START STORED RECORDS
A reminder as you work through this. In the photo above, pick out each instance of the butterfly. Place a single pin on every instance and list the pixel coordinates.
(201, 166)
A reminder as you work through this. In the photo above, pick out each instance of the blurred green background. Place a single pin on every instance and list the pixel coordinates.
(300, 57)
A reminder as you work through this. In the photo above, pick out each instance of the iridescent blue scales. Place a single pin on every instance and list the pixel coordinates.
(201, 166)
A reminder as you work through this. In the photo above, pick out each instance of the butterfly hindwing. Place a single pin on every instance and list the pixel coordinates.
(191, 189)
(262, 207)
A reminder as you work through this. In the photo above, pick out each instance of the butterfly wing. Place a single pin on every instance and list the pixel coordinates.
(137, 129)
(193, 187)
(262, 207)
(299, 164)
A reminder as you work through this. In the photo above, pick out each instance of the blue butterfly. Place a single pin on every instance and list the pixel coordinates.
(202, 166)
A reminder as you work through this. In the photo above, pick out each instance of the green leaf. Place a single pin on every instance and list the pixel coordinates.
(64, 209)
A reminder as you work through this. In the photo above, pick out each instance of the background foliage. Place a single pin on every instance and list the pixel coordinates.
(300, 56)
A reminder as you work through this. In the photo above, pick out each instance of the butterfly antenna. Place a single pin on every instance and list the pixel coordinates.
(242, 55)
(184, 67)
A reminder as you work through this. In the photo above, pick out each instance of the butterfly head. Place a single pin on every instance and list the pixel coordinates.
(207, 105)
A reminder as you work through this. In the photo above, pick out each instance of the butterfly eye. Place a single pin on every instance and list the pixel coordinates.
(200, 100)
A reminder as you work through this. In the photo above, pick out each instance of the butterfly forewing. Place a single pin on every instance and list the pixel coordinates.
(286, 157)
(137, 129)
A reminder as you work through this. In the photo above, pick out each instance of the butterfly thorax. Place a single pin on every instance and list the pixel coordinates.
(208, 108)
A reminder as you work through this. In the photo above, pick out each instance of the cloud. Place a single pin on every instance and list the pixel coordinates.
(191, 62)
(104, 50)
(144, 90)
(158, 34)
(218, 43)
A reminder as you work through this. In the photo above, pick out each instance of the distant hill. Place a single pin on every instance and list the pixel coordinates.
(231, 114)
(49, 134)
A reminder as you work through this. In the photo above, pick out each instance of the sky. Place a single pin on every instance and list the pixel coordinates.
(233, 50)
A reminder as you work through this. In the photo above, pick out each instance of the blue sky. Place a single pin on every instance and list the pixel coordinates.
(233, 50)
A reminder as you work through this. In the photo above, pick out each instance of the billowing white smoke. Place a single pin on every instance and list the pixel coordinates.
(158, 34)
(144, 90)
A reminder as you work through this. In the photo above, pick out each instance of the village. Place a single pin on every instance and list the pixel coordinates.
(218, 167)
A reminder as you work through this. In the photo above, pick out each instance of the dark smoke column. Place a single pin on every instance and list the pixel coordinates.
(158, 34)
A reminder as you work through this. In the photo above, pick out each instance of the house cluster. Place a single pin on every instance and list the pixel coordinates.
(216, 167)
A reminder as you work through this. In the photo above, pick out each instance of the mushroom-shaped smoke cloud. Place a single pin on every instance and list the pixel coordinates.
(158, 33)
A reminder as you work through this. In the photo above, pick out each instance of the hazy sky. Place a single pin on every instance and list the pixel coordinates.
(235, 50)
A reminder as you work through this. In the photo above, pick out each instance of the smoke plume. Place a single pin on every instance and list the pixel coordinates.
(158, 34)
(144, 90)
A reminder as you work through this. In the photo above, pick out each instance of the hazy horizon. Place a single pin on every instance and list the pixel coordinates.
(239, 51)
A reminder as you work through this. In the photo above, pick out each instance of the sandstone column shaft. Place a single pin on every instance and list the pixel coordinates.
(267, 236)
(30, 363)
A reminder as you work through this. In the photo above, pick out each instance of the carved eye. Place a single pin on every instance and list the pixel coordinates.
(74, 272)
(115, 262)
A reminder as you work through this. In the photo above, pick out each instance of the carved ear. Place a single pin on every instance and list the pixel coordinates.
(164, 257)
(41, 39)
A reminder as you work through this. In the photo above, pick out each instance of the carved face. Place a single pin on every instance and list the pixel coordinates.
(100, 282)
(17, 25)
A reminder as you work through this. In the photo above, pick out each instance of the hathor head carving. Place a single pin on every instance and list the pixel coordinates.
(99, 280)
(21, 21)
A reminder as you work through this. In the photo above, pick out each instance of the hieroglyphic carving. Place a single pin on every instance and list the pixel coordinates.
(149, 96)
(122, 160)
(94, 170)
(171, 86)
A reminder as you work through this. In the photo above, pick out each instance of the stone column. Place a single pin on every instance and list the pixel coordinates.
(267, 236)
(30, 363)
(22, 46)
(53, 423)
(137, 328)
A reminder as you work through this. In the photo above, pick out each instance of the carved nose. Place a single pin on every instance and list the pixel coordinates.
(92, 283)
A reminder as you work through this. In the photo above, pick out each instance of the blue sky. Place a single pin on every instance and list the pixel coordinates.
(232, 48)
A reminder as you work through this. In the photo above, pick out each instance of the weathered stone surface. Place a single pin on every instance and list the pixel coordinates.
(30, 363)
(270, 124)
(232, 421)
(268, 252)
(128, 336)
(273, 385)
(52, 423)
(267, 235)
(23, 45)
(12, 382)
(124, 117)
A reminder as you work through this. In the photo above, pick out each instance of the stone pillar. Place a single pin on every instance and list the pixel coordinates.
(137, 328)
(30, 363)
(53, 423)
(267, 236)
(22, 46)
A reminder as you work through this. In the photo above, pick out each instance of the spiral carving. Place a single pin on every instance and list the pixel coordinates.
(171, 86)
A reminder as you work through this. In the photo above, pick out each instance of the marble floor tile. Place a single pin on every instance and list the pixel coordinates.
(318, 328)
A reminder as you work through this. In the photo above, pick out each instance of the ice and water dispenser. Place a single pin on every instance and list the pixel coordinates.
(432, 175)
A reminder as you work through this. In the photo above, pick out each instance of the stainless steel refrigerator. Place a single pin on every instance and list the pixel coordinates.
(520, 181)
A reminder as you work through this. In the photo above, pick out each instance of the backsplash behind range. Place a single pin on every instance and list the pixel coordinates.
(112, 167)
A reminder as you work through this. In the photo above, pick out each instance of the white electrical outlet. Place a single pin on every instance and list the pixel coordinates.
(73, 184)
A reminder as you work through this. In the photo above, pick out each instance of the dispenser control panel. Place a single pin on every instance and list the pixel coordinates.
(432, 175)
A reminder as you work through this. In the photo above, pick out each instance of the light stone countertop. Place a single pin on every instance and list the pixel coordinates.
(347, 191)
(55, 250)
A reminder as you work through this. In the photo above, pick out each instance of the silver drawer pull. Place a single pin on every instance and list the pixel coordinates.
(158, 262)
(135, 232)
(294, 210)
END STORED RECORDS
● AIM OF THE EXERCISE: Please rewrite all the records above, replacing "single pin" with "single marker" and leaving everything else unchanged.

● EXERCISE RESULT:
A reminder as you work through this. In the photo above, pick out each instance of the butterfly. Place a single marker on every instance and list the pixel coordinates.
(201, 166)
A reminder as you work through this. In the photo above, pick out each instance of the blurred green background. Place a single marker on every instance and list the pixel coordinates.
(300, 57)
A reminder as you work through this. In the photo above, pick out each instance of the iridescent blue scales. Place a single marker on every instance and list the pixel coordinates.
(201, 166)
A reminder as you work through this. In the photo above, pick out each instance of the butterfly hindwing. Place a single marker on every instance and list the pixel coordinates.
(191, 189)
(262, 207)
A reminder as you work through this. In the photo above, pick out each instance of the butterfly wing. Place a single marker on every instance and list the pixel coordinates.
(137, 129)
(193, 187)
(262, 207)
(299, 164)
A reminder as you work through this. In the photo above, pick out each instance of the blue butterfly. Place a single marker on every instance and list the pixel coordinates.
(202, 166)
A reminder as you work through this. In the photo above, pick out each instance of the green leaf. Place a single marker on every instance and list the pixel coordinates.
(64, 209)
A reminder as you work through this. In the photo above, pick out each instance of the background foliage. Place a single marker on every instance and list the pixel coordinates.
(300, 56)
A reminder as you work through this. In the photo above, pick out each instance of the butterfly antenna. Place a single marker on every instance and list the pixel coordinates.
(242, 55)
(184, 67)
A reminder as you work through this. In the photo above, pick out each instance of the butterfly head. Place a single marker on every instance and list the pixel coordinates.
(207, 105)
A reminder as you work through this. In the photo above, pick out each instance of the butterfly eye. Place a single marker on every instance and list the pixel coordinates.
(200, 100)
A reminder as you work through this. In the photo above, pick out each instance of the butterfly forewing. Place a single marker on every instance and list the pixel coordinates.
(286, 157)
(137, 129)
A reminder as you work through this. In the photo above, pick out each instance of the butterfly thorax. Place a single marker on every instance and list the pixel coordinates.
(208, 108)
A reminder as you work through this. In the photo above, pick out each instance of the cloud. Place a single marker on every instance and list the pixel coordinates.
(191, 62)
(104, 50)
(144, 90)
(158, 34)
(218, 43)
A reminder as you work through this. In the photo above, pick out each instance of the distant hill. Place a single marker on every instance and list the pixel coordinates.
(231, 114)
(49, 134)
A reminder as you work through this. In the photo above, pick out each instance of the sky. Place a single marker on every instance and list the pixel coordinates.
(233, 50)
A reminder as you work through this. In the photo above, pick out each instance of the blue sky. Place a single marker on every instance and list the pixel coordinates.
(233, 50)
A reminder as you work through this. In the photo above, pick out each instance of the billowing white smoke. Place a single marker on every instance and list the pixel coordinates.
(158, 34)
(144, 90)
A reminder as you work through this. In the photo above, pick out each instance of the village. Place a single marker on every instance and list the pixel coordinates.
(218, 167)
A reminder as you work through this. In the photo above, pick out each instance of the dark smoke column. Place a single marker on every instance and list the pixel coordinates.
(158, 34)
A reminder as you work through this. In the photo above, pick out each instance of the house cluster. Place a single marker on every instance and list the pixel coordinates.
(216, 167)
A reminder as you work through this. In the photo above, pick out each instance of the mushroom-shaped smoke cloud. Place a single marker on every instance and list the pixel coordinates.
(158, 33)
A reminder as you work through this. In the photo above, pick out each instance of the hazy sky. Place a single marker on every instance and list the pixel coordinates.
(235, 50)
A reminder as you work through this. In the photo above, pick out each instance of the smoke plume. Place a single marker on every instance and list the pixel coordinates.
(158, 34)
(144, 90)
A reminder as you work through this. In the photo above, pick out each instance of the hazy horizon. Place a single marker on every instance and list the pixel coordinates.
(239, 51)
A reminder as you work through this. In the photo above, pick out each instance of the sandstone column shaft. Place a single marker on every instance and list the pixel coordinates.
(267, 236)
(30, 363)
A reminder as you work through this. In the photo above, pick out each instance of the carved eye. Place a single marker on every instance and list the pixel coordinates.
(74, 272)
(115, 262)
A reminder as you work through this. In the photo above, pick out each instance of the carved ear. Place a single marker on every instance and list the pixel coordinates.
(164, 257)
(41, 39)
A reminder as you work through this. In the photo above, pick out each instance of the carved face. Place a single marker on every instance and list the pixel coordinates.
(100, 282)
(17, 25)
A reminder as you work through this. In the photo above, pick out each instance of the hathor head carving. Place a single marker on every instance and list the pixel coordinates.
(99, 280)
(21, 21)
A reminder as you work through this. In the photo above, pick out each instance of the hieroglyphic carving. Place a single marker on every instance and list the pixel coordinates.
(149, 96)
(122, 160)
(94, 170)
(171, 86)
A reminder as you work through this. In the photo above, pick out each instance of the stone column. Place a single marker on every instance and list the pixel coordinates.
(267, 236)
(30, 363)
(22, 46)
(53, 423)
(137, 328)
A reminder as you work through this. In the photo above, pick out each instance of the carved nose. Place a single marker on every instance and list the pixel coordinates.
(92, 283)
A reminder as you work through this. In the photo above, pick out each instance of the blue sky. Place a single marker on every instance and list the pixel coordinates.
(232, 48)
A reminder as you work through this. In the photo above, pick out each instance of the weathered stone surface. Place a single marker on every instance and list the pixel coordinates.
(30, 363)
(270, 124)
(232, 421)
(268, 252)
(128, 336)
(273, 385)
(52, 423)
(267, 235)
(23, 45)
(12, 382)
(124, 117)
A reminder as you work through this. In the photo above, pick out each instance of the stone pillar. Place a single marker on every instance and list the pixel coordinates.
(137, 328)
(30, 363)
(53, 423)
(267, 236)
(22, 46)
A reminder as you work through this. In the photo above, pick out each instance of the spiral carving. Place a single marker on every instance and list the pixel coordinates.
(171, 86)
A reminder as you work through this. In the photo above, pick out each instance of the marble floor tile. Place a single marker on every instance and list the pixel coordinates.
(318, 328)
A reminder as you work through this. In the photo above, pick out each instance of the ice and water dispenser. Place a single marker on every instance and list the pixel coordinates.
(432, 175)
A reminder as you work through this. In the photo above, pick out each instance of the stainless steel refrigerator. Place a single marker on every instance and list the pixel coordinates.
(520, 181)
A reminder as you work through this. In the photo above, pick out each instance of the backsplash behind range. Place a single marker on every instance and list the pixel coordinates.
(112, 167)
A reminder as you work through this. In the photo above, pick out each instance of the white electrical outlet. Place a single marker on every instance and list the pixel coordinates.
(73, 184)
A reminder as you work through this. In the photo above, pick out each instance of the dispenser control panel. Place a single marker on every instance and list the pixel coordinates.
(432, 175)
A reminder as you work through this. In the photo above, pick out each instance of the light stone countertop. Place a single marker on every instance and list the pixel coordinates.
(347, 191)
(55, 250)
A reminder as you work through this. In the photo above, pick out each instance of the silver drawer pull. Place a single marker on every instance and list the pixel coordinates.
(158, 262)
(135, 232)
(294, 210)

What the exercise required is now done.